EXERCISE GOAL: The following data has a line with "of the potted" and a line with "the window pane". Write out exactly those lines and all the lines between them.

DATASET RECORDS:

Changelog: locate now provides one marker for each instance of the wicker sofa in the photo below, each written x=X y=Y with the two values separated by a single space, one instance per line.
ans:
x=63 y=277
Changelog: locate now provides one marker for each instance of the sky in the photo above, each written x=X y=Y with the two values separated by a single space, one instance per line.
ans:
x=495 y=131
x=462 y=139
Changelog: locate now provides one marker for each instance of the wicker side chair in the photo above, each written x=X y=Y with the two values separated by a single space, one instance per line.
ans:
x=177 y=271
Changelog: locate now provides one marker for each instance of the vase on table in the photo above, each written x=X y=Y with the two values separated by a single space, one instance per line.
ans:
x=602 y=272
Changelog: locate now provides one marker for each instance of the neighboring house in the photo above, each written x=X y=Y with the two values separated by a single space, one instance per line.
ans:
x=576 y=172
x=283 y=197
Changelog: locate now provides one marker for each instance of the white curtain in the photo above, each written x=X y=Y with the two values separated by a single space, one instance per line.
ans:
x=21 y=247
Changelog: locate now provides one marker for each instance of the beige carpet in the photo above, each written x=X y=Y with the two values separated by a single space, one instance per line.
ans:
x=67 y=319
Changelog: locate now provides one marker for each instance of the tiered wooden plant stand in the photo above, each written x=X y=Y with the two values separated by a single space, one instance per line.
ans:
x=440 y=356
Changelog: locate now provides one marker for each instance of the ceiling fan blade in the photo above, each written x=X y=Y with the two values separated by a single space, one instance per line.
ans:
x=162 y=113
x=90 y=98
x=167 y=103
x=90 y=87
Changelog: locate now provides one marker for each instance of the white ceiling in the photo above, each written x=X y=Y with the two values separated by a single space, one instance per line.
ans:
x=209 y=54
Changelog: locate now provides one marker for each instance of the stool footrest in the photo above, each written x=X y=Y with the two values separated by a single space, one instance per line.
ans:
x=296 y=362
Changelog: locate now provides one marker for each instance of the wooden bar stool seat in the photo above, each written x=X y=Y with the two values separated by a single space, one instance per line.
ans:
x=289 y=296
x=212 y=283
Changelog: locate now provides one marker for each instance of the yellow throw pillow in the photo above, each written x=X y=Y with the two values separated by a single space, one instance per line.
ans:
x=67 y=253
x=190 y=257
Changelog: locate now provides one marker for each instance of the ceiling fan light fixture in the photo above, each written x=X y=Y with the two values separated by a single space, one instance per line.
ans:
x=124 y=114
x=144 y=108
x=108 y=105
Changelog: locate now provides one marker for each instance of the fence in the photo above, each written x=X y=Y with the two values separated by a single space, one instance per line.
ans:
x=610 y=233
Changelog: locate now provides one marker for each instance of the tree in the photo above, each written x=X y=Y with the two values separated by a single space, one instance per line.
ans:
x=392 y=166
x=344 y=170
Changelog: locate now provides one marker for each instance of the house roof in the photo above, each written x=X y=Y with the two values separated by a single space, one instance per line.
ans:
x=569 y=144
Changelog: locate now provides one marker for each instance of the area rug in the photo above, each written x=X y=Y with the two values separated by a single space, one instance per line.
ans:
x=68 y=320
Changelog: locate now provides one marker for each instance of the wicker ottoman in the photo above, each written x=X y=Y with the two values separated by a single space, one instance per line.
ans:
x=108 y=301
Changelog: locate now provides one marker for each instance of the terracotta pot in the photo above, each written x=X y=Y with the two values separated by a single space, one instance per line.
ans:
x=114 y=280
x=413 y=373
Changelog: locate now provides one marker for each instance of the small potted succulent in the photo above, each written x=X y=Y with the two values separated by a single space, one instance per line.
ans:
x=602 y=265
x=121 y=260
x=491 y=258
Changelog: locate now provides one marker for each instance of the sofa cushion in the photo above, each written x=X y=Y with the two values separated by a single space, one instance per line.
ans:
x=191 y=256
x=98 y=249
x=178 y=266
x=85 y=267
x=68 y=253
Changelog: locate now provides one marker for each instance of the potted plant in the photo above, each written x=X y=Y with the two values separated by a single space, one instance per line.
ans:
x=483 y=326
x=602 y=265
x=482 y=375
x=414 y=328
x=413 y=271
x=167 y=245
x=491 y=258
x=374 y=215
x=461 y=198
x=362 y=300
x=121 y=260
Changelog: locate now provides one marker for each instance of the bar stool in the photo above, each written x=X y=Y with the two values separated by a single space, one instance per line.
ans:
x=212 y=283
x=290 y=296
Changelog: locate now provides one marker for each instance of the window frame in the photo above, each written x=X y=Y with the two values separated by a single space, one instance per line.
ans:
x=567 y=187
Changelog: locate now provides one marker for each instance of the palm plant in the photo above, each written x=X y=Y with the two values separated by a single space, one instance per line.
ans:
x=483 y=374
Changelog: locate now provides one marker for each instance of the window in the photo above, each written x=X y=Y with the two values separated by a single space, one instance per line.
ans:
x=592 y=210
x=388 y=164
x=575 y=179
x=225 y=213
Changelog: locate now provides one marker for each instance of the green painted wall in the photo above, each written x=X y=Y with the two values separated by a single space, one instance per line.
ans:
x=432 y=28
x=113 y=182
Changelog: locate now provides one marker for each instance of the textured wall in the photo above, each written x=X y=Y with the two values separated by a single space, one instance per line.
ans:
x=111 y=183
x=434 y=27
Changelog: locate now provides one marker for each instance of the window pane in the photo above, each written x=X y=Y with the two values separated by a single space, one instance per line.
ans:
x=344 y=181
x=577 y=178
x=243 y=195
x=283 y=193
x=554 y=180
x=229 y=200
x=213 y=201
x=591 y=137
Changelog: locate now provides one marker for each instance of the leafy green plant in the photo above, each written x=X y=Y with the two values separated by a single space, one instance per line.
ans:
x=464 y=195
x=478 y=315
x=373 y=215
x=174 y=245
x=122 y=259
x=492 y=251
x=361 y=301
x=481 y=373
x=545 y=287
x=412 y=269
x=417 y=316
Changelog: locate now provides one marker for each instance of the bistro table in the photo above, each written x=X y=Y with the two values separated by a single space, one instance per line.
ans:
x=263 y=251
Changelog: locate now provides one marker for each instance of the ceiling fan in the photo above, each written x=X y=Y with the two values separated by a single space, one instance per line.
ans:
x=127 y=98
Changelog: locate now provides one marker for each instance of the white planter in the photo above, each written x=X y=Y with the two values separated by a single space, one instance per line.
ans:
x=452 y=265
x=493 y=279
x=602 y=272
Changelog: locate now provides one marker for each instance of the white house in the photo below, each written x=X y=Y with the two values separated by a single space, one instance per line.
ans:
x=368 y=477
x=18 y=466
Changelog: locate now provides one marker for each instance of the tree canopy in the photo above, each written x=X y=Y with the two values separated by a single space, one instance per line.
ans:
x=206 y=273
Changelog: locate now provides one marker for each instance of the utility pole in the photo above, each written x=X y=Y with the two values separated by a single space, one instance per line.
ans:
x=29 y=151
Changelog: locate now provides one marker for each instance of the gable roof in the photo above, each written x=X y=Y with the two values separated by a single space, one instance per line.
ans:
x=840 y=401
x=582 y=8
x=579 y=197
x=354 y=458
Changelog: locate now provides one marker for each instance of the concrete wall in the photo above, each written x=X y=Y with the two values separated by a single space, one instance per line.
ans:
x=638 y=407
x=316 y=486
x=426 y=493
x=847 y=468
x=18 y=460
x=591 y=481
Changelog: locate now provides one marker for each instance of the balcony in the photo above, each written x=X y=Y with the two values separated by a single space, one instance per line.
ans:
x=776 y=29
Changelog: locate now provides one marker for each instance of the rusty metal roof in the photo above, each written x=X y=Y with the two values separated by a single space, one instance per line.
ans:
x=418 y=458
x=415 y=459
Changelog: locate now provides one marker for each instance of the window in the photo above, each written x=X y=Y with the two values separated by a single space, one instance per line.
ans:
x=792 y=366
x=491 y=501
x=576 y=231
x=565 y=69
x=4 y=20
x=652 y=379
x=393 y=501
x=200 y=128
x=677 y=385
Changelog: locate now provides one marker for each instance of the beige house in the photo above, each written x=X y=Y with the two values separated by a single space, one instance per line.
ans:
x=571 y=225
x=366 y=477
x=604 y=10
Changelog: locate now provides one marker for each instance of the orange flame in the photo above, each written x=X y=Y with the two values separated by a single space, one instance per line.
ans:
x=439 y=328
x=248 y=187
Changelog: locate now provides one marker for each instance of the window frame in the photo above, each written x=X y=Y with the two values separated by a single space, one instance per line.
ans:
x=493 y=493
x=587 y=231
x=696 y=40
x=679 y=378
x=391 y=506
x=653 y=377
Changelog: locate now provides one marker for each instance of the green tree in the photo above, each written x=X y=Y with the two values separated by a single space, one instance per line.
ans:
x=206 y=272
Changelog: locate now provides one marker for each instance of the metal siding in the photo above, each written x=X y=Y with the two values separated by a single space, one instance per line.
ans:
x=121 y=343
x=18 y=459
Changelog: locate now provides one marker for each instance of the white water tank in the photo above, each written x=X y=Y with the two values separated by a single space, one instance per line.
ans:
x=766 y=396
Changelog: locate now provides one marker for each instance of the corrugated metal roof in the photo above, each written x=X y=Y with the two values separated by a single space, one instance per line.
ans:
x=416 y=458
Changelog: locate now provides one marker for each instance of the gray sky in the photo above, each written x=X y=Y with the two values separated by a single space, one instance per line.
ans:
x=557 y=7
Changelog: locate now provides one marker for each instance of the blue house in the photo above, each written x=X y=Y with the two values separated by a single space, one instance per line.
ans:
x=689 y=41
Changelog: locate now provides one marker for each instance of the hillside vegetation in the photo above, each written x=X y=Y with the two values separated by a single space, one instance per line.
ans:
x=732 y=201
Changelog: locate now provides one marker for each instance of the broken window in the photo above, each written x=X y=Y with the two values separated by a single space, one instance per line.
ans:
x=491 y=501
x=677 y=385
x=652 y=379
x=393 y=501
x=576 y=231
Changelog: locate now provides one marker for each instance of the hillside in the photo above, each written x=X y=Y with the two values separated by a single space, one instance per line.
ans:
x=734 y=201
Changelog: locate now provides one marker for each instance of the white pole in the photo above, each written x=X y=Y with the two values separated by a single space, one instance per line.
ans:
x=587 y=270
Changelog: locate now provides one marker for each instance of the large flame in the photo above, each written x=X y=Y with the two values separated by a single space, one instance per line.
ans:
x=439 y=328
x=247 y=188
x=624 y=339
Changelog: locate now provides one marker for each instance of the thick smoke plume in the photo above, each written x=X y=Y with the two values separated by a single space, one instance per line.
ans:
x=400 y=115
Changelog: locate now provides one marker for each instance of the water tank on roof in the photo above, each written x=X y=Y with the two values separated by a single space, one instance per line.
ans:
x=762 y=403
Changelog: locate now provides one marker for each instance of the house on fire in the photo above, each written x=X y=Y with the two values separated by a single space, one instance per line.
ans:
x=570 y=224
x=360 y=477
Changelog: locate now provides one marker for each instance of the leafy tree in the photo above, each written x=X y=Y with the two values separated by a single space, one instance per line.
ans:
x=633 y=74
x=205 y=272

REPLY:
Changelog: locate now provides one marker for each instance of the potted plant in the photo above, each written x=X y=Y with the two values separated by a single space, one instance per line.
ans:
x=483 y=326
x=602 y=265
x=482 y=375
x=414 y=328
x=413 y=271
x=167 y=245
x=491 y=258
x=374 y=215
x=461 y=198
x=362 y=300
x=121 y=260
Changelog: locate now provides one marker for each instance of the bar stool in the photo above, each written x=X y=Y with the two values separated by a single space, one instance per line.
ans:
x=212 y=283
x=290 y=296
Changelog: locate now provides one marker for each instance of the window frame in the photo above, each written x=X y=Y with the two values separated by a single space, one instance per line.
ans:
x=567 y=187
Changelog: locate now provides one marker for each instance of the palm plant in the photo above, each written x=X y=Y with the two values separated by a single space, one instance per line.
ans:
x=483 y=374
Changelog: locate now provides one marker for each instance of the window in the photo above, each written x=X y=Y with the two values separated by a single space, one instance per line.
ans:
x=592 y=210
x=388 y=164
x=575 y=179
x=225 y=213
Changelog: locate now provides one marker for each instance of the green painted wall in the photo above, each written x=X y=Y with the two values separated by a single space, one instance per line.
ans:
x=432 y=28
x=113 y=182
Changelog: locate now provides one marker for each instance of the textured wall in the photo above, each written x=X y=Y with the two values separated by a single space, one instance per line.
ans:
x=111 y=183
x=434 y=27
Changelog: locate now provides one marker for each instance of the window pane in the photo above, each written x=X y=Y with the two values separated by a single space, one instance per line.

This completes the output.